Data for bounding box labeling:

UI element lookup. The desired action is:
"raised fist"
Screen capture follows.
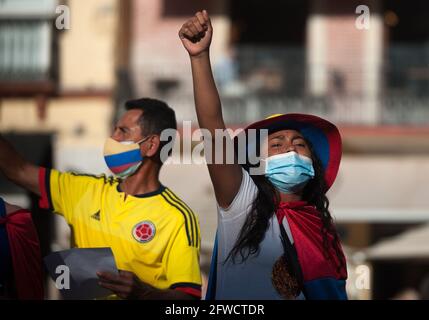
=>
[179,10,213,56]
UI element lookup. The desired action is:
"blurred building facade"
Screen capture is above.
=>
[0,0,429,299]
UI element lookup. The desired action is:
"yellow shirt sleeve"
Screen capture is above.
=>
[39,168,102,224]
[166,218,201,298]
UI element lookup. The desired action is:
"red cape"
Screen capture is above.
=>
[276,201,347,282]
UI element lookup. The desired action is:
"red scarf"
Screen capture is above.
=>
[276,201,347,282]
[0,210,43,300]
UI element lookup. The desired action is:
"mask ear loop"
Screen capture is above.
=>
[136,136,150,145]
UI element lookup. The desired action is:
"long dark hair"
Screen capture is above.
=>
[225,140,345,272]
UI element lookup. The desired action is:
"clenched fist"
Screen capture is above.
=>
[179,10,213,57]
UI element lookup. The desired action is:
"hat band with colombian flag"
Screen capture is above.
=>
[104,138,143,175]
[234,113,342,191]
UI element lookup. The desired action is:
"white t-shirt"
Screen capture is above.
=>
[215,169,304,300]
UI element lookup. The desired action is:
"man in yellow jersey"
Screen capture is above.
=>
[0,98,201,299]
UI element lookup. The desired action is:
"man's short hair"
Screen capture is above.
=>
[125,98,177,161]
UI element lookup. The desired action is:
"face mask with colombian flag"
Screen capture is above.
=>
[104,138,147,179]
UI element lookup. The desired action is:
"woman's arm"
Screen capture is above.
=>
[179,10,242,208]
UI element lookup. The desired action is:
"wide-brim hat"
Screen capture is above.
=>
[234,113,342,191]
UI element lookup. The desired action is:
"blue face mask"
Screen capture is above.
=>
[265,151,314,194]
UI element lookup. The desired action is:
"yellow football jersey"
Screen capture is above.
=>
[39,168,201,297]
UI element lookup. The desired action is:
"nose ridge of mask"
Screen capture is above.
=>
[265,151,315,194]
[103,138,143,179]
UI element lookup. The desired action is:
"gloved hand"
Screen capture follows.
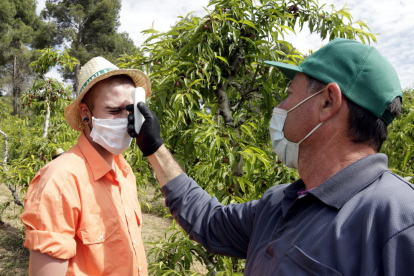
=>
[126,102,164,156]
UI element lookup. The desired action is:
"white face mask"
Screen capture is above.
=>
[91,117,132,155]
[269,88,325,169]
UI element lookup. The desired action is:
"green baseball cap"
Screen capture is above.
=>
[264,38,402,125]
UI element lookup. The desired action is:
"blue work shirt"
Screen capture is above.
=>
[162,154,414,276]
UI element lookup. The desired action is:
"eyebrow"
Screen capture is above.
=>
[105,106,126,110]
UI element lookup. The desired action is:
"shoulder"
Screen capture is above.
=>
[259,184,291,204]
[351,171,414,237]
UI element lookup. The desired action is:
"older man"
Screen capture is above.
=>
[128,39,414,276]
[21,57,151,276]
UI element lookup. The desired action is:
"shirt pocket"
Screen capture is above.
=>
[134,208,142,228]
[80,216,128,275]
[263,245,342,276]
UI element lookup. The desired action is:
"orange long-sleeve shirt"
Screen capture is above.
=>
[21,133,148,276]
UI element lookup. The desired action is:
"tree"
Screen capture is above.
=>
[37,0,136,94]
[0,48,76,216]
[381,88,414,182]
[120,0,375,274]
[0,0,41,114]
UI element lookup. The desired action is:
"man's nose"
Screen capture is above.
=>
[276,100,286,109]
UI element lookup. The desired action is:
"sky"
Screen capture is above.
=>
[37,0,414,88]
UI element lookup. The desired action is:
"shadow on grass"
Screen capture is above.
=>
[0,221,30,276]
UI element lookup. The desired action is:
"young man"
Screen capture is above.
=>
[21,57,151,276]
[128,39,414,276]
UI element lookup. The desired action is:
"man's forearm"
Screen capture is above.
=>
[148,145,183,187]
[29,250,69,276]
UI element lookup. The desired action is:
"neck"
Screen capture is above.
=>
[83,127,114,168]
[298,129,375,190]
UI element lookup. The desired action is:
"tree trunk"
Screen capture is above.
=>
[42,97,50,138]
[0,129,24,208]
[12,56,22,115]
[73,64,80,97]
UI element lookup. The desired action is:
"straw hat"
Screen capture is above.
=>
[65,57,151,131]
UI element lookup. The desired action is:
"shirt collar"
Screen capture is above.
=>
[78,132,129,181]
[309,153,388,209]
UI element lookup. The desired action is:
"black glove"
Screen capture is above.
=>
[126,102,164,156]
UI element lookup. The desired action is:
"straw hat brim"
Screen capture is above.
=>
[64,69,151,131]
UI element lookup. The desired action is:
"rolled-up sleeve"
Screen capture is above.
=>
[162,174,257,258]
[20,176,79,259]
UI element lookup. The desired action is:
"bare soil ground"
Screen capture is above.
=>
[0,184,207,276]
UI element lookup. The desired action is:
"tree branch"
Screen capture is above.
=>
[250,65,260,90]
[191,248,217,275]
[0,129,24,208]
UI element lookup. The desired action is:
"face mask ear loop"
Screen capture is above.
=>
[85,103,93,131]
[298,122,323,145]
[287,88,326,112]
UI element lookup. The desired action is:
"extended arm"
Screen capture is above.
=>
[29,250,69,276]
[127,103,257,258]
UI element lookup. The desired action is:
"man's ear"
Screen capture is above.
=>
[319,82,343,122]
[79,103,91,119]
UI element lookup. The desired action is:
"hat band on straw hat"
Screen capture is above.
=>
[79,67,118,94]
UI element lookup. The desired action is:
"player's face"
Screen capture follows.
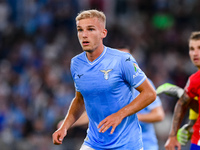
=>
[76,17,107,52]
[189,40,200,69]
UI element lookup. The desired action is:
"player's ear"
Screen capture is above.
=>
[101,29,108,38]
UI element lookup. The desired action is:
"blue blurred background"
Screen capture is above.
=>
[0,0,200,150]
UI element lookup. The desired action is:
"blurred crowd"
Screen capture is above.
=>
[0,0,200,150]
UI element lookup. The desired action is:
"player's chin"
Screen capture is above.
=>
[83,48,93,52]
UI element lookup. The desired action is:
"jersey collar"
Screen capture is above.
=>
[85,46,107,65]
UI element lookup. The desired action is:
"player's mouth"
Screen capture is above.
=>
[82,41,90,46]
[193,58,200,62]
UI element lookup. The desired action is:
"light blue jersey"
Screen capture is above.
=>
[71,47,146,150]
[132,79,162,150]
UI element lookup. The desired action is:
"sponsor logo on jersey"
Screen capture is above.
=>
[126,57,131,61]
[100,69,112,80]
[77,74,83,79]
[133,63,139,72]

- [WORK TO COMPLETE]: Gather every line of the data above that contains the string "player", treating uppercase and lowercase as different.

- [RESPONSE TO THIS EXERCISE]:
"player's face"
"player's ear"
"player's chin"
"player's mouth"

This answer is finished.